WORK TASK: Rewrite the passage about having a second baby between "We would struggle" and "with this disability)", inclusive, replacing "afford" with "pay for".

GIVEN PASSAGE:
There are many extremely good reasons for us not to try and have another baby.

We would struggle to afford it right now (though that might change in the future).

DH has a disability which he in particular is desperately keen to NOT pass on to a future child; our DD hasn't inherited the disability, it appears, and so there is a huge part of us that thinks we shouldn't try again in case the situation is different next time (Fwiw I have no problem at all with having a child with a disability but DH has his own issues about it and also it would be a big burden on DD if we were to have a child with this disability)

I am not in physically great shape to go through another pregnancy and, at 39, not sure I want to go through it all again at this stage.

And, even if this weren't all the case, I just don't think I want a second child. DD feels 'enough' for me, she is wonderful and I adore her. But I am not the most patient person and though I am very good at dealing with one (high-maintenance!!) child, I think I would struggle with the pressure of adding a second child, with their own demands, into the mix. I fear I would become a very different mum to the (generally) calm and patient mum I currently am to DD (2.5) and would transform into a bad-tempered harpy instead. I know my limits, is what I am really saying, and I think one child is probably that limit.

DATASET ENTRIES:

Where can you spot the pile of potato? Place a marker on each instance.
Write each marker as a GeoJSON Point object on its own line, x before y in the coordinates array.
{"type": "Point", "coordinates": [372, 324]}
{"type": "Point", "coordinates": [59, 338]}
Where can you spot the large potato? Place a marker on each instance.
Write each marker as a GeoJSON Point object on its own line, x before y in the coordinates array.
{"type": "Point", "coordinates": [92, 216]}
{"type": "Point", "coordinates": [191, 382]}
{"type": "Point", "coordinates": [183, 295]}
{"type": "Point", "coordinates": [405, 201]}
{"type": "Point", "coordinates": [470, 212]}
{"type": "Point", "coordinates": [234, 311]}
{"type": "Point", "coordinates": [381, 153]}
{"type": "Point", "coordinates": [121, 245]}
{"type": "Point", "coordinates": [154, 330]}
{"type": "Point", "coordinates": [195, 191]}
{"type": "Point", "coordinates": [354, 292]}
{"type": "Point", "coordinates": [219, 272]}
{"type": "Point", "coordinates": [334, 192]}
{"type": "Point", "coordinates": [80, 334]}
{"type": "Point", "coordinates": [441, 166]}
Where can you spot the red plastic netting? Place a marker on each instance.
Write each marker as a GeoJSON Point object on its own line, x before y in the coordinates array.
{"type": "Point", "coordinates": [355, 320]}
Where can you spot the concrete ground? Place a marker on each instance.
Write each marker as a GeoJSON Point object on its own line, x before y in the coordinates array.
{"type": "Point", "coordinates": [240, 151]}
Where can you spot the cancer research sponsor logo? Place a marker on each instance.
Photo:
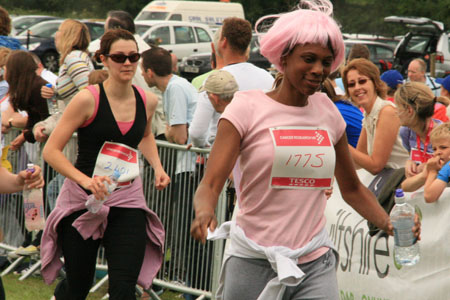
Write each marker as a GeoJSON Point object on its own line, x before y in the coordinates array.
{"type": "Point", "coordinates": [120, 152]}
{"type": "Point", "coordinates": [301, 137]}
{"type": "Point", "coordinates": [304, 158]}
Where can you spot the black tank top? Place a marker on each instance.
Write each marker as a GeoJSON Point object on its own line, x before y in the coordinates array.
{"type": "Point", "coordinates": [105, 128]}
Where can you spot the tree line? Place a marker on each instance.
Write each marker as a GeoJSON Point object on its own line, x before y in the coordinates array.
{"type": "Point", "coordinates": [355, 16]}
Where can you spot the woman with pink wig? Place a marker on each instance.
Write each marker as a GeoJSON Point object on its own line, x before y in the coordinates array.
{"type": "Point", "coordinates": [291, 143]}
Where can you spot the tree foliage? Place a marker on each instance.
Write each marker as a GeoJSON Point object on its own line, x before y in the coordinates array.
{"type": "Point", "coordinates": [355, 16]}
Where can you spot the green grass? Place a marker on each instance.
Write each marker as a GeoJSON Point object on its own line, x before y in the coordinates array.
{"type": "Point", "coordinates": [34, 288]}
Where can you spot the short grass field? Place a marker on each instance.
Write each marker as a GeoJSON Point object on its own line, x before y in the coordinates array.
{"type": "Point", "coordinates": [34, 288]}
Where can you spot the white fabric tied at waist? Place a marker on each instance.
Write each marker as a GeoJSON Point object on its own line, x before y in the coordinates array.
{"type": "Point", "coordinates": [282, 259]}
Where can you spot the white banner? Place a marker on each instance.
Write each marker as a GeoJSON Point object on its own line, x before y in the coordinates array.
{"type": "Point", "coordinates": [366, 269]}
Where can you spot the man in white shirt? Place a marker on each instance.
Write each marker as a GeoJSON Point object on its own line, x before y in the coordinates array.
{"type": "Point", "coordinates": [235, 38]}
{"type": "Point", "coordinates": [417, 72]}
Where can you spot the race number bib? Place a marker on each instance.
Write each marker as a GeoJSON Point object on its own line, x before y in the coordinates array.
{"type": "Point", "coordinates": [419, 156]}
{"type": "Point", "coordinates": [116, 156]}
{"type": "Point", "coordinates": [304, 158]}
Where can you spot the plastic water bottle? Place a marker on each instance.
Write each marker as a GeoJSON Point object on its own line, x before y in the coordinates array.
{"type": "Point", "coordinates": [52, 103]}
{"type": "Point", "coordinates": [33, 205]}
{"type": "Point", "coordinates": [406, 250]}
{"type": "Point", "coordinates": [93, 204]}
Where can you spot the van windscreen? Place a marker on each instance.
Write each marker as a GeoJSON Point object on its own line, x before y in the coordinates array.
{"type": "Point", "coordinates": [152, 15]}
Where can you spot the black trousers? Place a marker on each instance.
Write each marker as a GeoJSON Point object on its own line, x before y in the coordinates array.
{"type": "Point", "coordinates": [124, 243]}
{"type": "Point", "coordinates": [2, 291]}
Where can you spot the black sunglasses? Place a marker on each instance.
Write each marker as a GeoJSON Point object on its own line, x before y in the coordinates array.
{"type": "Point", "coordinates": [360, 82]}
{"type": "Point", "coordinates": [121, 58]}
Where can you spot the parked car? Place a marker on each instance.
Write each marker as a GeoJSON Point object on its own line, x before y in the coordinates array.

SOLUTION TO THIS PROBLEM:
We would struggle to pay for it right now (though that might change in the future).

DH has a disability which he in particular is desperately keen to NOT pass on to a future child; our DD hasn't inherited the disability, it appears, and so there is a huge part of us that thinks we shouldn't try again in case the situation is different next time (Fwiw I have no problem at all with having a child with a disability but DH has his own issues about it and also it would be a big burden on DD if we were to have a child with this disability)